Problem description: Exclude all pictures. Then restate, word for word, the entries from the first line through the line that contains "written like (215,90).".

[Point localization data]
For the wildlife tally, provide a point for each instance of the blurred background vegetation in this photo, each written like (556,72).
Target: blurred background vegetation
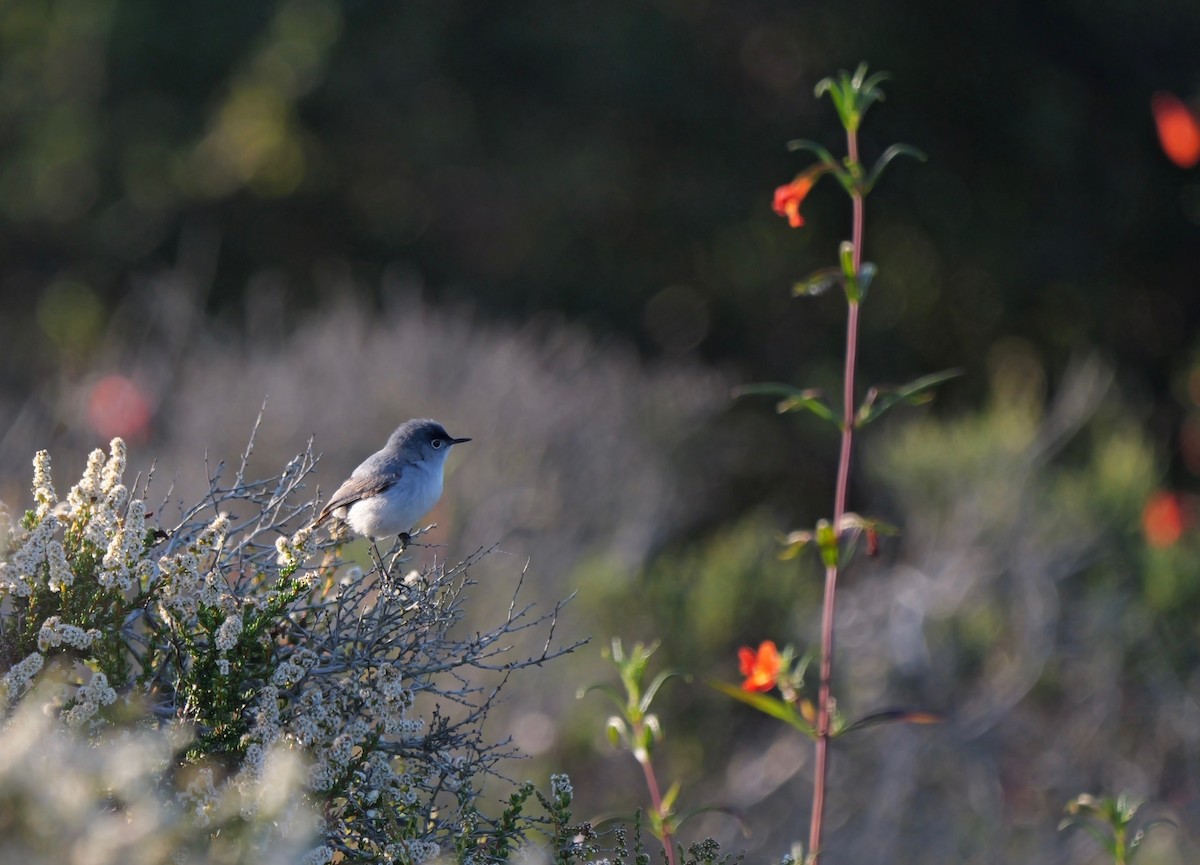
(546,224)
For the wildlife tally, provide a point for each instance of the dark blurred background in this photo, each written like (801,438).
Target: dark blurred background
(547,224)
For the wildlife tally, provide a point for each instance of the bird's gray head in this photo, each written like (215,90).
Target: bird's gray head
(421,439)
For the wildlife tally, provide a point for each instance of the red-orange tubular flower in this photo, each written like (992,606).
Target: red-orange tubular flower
(1163,520)
(789,198)
(761,667)
(1179,130)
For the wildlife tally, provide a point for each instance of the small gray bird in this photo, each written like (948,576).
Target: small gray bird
(395,486)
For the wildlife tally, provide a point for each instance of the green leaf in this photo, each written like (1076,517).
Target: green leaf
(891,715)
(606,690)
(815,149)
(767,704)
(659,680)
(846,256)
(880,400)
(793,398)
(816,283)
(827,542)
(888,155)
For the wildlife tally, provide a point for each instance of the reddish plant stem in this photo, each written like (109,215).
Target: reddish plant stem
(839,510)
(657,804)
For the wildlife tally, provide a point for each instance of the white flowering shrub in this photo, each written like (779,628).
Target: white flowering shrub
(238,626)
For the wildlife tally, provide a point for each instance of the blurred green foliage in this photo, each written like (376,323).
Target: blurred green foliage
(611,162)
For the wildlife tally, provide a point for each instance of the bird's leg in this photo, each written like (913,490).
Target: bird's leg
(403,539)
(377,559)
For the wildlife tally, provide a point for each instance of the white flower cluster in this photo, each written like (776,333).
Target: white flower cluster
(184,589)
(88,700)
(294,667)
(388,702)
(201,796)
(561,787)
(94,506)
(228,632)
(411,852)
(54,632)
(97,499)
(43,487)
(16,682)
(124,560)
(293,551)
(321,856)
(22,574)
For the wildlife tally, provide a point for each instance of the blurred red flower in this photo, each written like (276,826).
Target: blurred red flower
(789,198)
(761,667)
(1179,130)
(1163,520)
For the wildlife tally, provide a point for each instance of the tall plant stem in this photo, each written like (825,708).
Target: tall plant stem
(839,510)
(657,804)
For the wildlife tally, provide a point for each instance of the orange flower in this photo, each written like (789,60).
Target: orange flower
(789,198)
(761,668)
(1162,520)
(1179,130)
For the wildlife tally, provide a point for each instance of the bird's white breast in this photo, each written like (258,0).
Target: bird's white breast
(399,508)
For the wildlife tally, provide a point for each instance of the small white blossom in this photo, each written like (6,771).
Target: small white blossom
(90,486)
(16,682)
(214,534)
(89,698)
(60,570)
(201,794)
(114,469)
(322,856)
(43,487)
(228,632)
(293,551)
(561,786)
(54,632)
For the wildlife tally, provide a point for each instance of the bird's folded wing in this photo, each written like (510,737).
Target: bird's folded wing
(355,490)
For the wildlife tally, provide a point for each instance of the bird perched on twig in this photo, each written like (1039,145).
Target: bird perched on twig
(395,486)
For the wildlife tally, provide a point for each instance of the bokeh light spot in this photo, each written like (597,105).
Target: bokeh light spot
(71,314)
(1162,520)
(119,407)
(1179,130)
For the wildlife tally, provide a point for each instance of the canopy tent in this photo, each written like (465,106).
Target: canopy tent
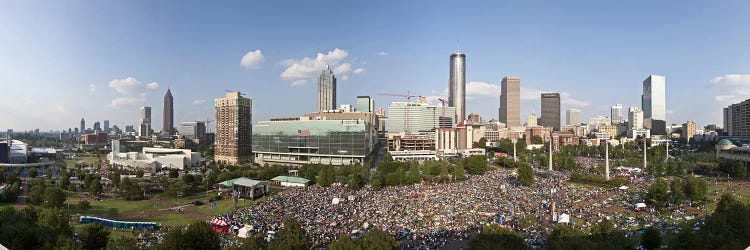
(244,232)
(118,224)
(563,218)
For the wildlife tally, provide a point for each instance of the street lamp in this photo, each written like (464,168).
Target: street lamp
(514,140)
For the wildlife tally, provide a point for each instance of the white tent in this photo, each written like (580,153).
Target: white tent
(563,218)
(244,232)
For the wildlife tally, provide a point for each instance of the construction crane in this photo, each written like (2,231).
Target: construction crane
(408,97)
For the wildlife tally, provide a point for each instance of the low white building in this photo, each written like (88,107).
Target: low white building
(155,159)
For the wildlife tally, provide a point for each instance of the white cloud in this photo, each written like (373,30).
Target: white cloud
(132,91)
(299,82)
(252,59)
(731,88)
(307,68)
(125,86)
(127,101)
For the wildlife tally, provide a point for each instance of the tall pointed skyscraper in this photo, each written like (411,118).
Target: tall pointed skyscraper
(168,114)
(457,86)
(326,90)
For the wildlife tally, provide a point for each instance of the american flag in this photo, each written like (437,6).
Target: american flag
(305,132)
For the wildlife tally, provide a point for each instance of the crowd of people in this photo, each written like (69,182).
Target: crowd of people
(433,215)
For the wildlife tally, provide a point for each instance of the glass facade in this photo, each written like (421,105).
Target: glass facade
(338,142)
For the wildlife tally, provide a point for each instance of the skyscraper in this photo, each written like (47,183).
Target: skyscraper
(326,90)
(573,117)
(83,126)
(234,131)
(654,104)
(551,110)
(510,101)
(635,118)
(615,116)
(168,114)
(144,122)
(457,85)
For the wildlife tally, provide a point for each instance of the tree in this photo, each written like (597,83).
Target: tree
(651,238)
(345,243)
(291,237)
(355,182)
(84,205)
(33,173)
(113,212)
(459,172)
(173,173)
(376,239)
(525,174)
(54,197)
(388,156)
(476,164)
(96,188)
(494,237)
(122,243)
(377,182)
(740,172)
(114,176)
(198,236)
(677,192)
(413,176)
(94,236)
(696,189)
(657,192)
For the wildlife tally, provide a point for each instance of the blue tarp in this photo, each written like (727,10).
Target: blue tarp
(118,224)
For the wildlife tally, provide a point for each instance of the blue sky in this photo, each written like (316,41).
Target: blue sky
(63,60)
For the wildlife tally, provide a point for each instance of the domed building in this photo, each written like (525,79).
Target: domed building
(724,144)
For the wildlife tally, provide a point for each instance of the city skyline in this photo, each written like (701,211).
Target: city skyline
(84,73)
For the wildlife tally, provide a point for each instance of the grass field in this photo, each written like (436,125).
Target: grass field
(170,219)
(741,192)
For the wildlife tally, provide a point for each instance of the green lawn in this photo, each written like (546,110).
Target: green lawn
(170,219)
(715,192)
(123,206)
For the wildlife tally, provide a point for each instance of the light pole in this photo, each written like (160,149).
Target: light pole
(550,151)
(606,155)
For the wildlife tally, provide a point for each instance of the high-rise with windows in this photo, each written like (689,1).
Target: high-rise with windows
(654,104)
(144,123)
(551,110)
(234,129)
(457,86)
(168,128)
(616,114)
(326,90)
(573,117)
(510,101)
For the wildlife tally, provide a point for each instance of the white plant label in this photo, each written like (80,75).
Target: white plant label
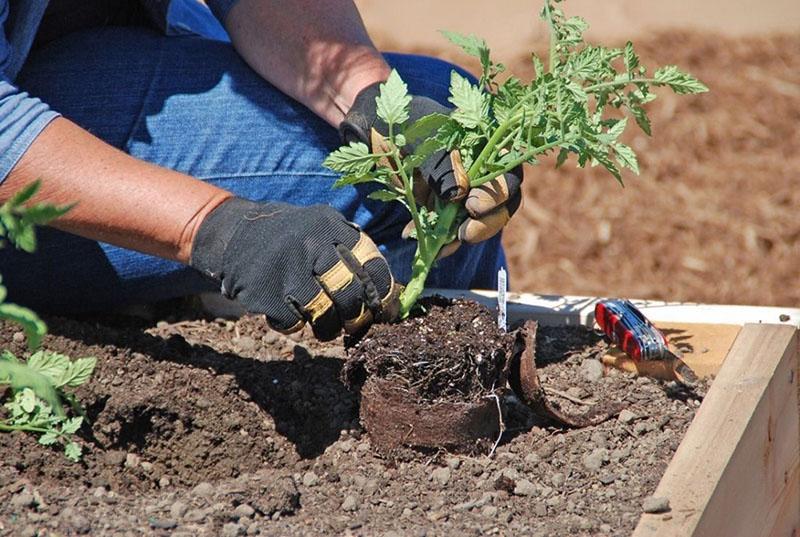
(502,299)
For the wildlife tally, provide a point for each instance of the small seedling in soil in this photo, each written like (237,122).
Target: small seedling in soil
(571,107)
(34,389)
(37,388)
(428,380)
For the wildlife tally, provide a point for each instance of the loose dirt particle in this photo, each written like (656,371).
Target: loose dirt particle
(656,504)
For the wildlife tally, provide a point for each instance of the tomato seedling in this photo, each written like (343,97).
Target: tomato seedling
(37,385)
(568,108)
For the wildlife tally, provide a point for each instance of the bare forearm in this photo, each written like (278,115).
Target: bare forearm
(315,51)
(120,200)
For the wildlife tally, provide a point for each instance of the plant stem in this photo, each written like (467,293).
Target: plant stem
(553,36)
(516,162)
(621,83)
(408,190)
(28,428)
(424,260)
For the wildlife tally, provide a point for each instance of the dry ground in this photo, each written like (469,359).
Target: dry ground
(713,216)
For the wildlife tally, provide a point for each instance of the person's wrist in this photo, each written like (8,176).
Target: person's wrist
(197,230)
(371,69)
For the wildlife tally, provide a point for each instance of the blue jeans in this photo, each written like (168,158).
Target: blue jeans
(191,104)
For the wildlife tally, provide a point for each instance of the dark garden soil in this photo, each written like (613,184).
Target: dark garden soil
(227,428)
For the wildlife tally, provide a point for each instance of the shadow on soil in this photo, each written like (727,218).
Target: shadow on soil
(305,396)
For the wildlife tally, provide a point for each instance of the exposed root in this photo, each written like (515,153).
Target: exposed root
(525,382)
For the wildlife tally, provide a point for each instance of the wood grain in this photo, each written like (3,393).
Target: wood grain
(737,471)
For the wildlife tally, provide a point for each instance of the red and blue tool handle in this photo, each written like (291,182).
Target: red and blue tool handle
(630,330)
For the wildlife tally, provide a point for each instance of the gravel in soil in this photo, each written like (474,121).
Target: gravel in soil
(453,352)
(227,428)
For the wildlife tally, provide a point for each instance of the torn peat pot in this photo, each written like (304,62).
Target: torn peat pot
(435,381)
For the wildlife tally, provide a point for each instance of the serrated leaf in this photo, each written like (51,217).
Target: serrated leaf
(562,157)
(469,101)
(626,157)
(393,101)
(471,44)
(50,364)
(348,180)
(78,372)
(614,131)
(641,118)
(474,46)
(27,400)
(31,324)
(538,66)
(353,159)
(631,58)
(384,195)
(577,91)
(48,439)
(425,126)
(73,451)
(605,161)
(681,83)
(71,425)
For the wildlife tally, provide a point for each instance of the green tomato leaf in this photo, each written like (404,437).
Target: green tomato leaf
(48,439)
(681,83)
(631,59)
(353,159)
(471,44)
(27,400)
(50,364)
(73,451)
(31,324)
(641,118)
(78,372)
(385,195)
(469,101)
(393,102)
(626,157)
(424,126)
(71,425)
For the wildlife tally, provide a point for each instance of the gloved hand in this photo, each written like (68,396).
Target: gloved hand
(296,265)
(490,206)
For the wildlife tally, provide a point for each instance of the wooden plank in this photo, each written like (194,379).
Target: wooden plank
(737,471)
(704,346)
(569,310)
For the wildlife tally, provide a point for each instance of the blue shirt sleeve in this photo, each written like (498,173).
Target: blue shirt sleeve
(22,117)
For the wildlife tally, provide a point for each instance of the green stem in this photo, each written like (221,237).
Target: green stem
(424,260)
(516,162)
(621,83)
(553,37)
(408,190)
(27,428)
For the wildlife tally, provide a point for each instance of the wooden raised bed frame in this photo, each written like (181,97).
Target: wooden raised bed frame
(737,470)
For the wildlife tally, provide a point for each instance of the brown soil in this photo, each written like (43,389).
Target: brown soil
(221,427)
(453,352)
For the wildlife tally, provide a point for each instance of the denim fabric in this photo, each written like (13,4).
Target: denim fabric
(191,104)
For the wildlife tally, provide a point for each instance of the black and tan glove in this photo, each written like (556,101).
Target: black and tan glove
(490,206)
(296,265)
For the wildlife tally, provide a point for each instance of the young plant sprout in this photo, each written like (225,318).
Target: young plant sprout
(566,109)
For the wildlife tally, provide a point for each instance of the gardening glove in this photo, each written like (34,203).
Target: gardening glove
(296,265)
(489,206)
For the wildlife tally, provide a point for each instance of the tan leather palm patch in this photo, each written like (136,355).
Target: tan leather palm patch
(460,175)
(478,230)
(483,199)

Written reply:
For the wildlife tally, provide a point for each instance of the blurred background vegetation in this photo, each written like (556,72).
Target: blurred background vegetation
(546,224)
For the wildlife tally, provide a point for each instance of the dark blurred background in this photo, each written like (801,438).
Target: dark blurred background
(547,224)
For the wildlife tally, provide a point for each instance of the bird's gray head in this photo, each written like (215,90).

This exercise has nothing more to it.